TASK REQUIREMENTS: Nothing in the data may be altered; copy it all exactly.

DATA EXCERPTS:
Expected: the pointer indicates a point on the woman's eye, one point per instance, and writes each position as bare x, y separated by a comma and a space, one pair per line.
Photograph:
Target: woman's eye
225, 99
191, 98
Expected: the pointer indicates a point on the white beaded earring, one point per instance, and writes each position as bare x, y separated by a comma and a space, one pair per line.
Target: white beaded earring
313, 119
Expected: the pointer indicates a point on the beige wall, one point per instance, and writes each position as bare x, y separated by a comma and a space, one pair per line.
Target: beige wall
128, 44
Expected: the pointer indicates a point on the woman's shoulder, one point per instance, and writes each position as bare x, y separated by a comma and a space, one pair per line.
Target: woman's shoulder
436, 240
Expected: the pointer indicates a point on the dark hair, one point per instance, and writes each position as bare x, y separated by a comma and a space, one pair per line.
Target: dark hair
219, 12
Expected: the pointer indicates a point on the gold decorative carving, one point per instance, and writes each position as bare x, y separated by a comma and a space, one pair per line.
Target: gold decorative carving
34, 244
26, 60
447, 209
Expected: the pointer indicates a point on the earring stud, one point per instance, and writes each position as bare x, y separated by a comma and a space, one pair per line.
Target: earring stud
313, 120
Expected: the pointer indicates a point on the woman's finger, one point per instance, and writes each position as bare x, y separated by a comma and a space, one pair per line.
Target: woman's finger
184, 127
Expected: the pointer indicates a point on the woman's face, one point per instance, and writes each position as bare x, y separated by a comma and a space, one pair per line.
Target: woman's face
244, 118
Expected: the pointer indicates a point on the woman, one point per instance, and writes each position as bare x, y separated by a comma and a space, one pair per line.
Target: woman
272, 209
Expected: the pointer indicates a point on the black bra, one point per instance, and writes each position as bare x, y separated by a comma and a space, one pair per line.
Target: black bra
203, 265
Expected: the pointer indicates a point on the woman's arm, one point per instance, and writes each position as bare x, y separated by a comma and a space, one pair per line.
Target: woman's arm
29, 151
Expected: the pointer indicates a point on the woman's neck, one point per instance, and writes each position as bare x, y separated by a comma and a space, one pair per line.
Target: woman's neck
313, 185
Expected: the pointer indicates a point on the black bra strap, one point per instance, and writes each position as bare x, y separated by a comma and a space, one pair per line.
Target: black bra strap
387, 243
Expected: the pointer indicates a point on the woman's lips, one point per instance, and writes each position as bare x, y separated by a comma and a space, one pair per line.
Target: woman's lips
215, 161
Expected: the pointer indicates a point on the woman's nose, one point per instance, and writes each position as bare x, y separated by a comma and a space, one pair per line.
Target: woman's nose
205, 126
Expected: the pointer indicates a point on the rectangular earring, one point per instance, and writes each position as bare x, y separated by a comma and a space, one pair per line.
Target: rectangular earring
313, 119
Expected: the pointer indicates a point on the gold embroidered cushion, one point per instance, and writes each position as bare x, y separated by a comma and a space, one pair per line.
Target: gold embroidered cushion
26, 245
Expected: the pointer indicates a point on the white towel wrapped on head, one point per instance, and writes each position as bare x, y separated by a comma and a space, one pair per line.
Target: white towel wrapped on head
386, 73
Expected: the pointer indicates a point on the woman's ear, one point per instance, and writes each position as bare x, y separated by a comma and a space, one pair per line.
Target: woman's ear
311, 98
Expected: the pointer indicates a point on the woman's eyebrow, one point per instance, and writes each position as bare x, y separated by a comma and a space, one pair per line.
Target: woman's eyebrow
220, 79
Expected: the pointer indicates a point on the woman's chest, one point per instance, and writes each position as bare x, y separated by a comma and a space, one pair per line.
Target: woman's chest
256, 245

ANSWER SECTION:
Expected: the pointer indicates a point on the woman's eye, one point per instance, and writes each position as bare x, y separated by a comma and a space, one pair per line.
Photograph:
Target: woman's eye
225, 99
191, 98
Expected: the pointer indicates a point on the white beaded earring, one point per instance, and writes each position as bare x, y separated by a comma and a space, one pair per line.
Target: white beaded earring
313, 119
Expected: the pointer indicates a point on the beige wall, one point per instance, and writes each position as bare x, y separated by a comma and a space, one pair per line.
Target: beige wall
128, 44
Expected: the pointer indicates a point on the woman's shoulder, one point per instance, and writes each position as bare x, y separated by a comma and a space, one pair per line.
Target: woman's shoulder
436, 240
Expected: the pointer indicates a point on the dark hair, one point per instance, and writes each position as bare x, y separated by a comma and a space, one pair per line.
Target: dark hair
219, 12
Expected: the pointer indicates a point on the gold decorative carving, one point per instance, and writes each position as bare x, y separated by a comma and a space, one pair per line.
Target: gold decorative carving
34, 244
26, 60
447, 209
Expected: the pointer indicates a point on the earring stud, one point per instance, and writes each position as bare x, y separated by a comma and a space, one pair per line.
Target: earring stud
313, 120
Expected: the pointer indicates a point on the woman's finger, one point per instance, and writes each position as bare x, y separated by a comma and a space, one pair per line.
Target: woman's finger
184, 127
Expected: the pointer indicates a point on the woman's face, one point per instance, and writes each position as bare x, y separated by a comma and a space, one pair per line.
Target: woman's face
244, 118
Expected: the pointer indicates a point on the woman, one point per instance, and writes each position as bare x, y separated by a comma and a space, one pair per line.
Target: woman
272, 209
Expected: the pointer indicates a point on the black bra, one point per instance, and writes each position as bare x, y separated by a comma and a space, one pair per line.
Target: black bra
203, 265
Expected: the pointer indicates a point on the woman's arm, one point per instance, and writes each position as bare x, y separated by a comma and a space, one pair per line.
Target: woman's arm
29, 151
Expected: the pointer indicates a point on the woman's neck, one point per instance, and writes each position as bare x, y separated by a comma and a space, one pair per line.
Target: woman's neck
313, 185
Expected: the pointer indicates a point on the black bra strap, one point per instance, and writes each position as bare x, y separated by a comma and a space, one pair per line.
Target: black bra strap
387, 243
Expected: the pointer indicates a point on the woman's lips, one point per instance, and writes each position as bare x, y separated by a comma and a space, one pair per line.
Target: woman's lips
215, 161
Expected: the pointer indicates a point on the woman's nose, one point per instance, and writes each position as bare x, y separated by a comma and a space, one pair per line.
Target: woman's nose
205, 126
Expected: the pointer indicates a point on the rectangular earring, one point per instance, and writes each position as bare x, y separated by a comma and a space, one pair per line.
Target: rectangular earring
313, 119
Expected: the pointer indicates a point on the gold embroidered cushion, one point per instance, and writes each position as bare x, y separated by a comma and a space, one pair per line.
Target: gold embroidered cushion
26, 245
Expected: the pointer indicates a point on the white towel wrapped on head, one point per instance, and writes each position as bare x, y separated by a comma and a space, one pair per line.
Target: white towel wrapped on head
386, 73
Expected: the pointer indicates a point on the woman's ear, one point per instance, and writes each position as bare x, y separated by a comma and a space, one pair per line.
Target: woman's ear
311, 98
Expected: the pointer indicates a point on the woman's eyebrow, one point per instance, and writes each position as bare x, y separated by a comma and a space, one pair per line.
Target: woman's eyebrow
220, 79
Expected: the pointer indicates a point on the woman's chest, one point per instance, and writes each position as bare x, y separated by a comma and a space, one pair per line.
Target: woman's chest
256, 245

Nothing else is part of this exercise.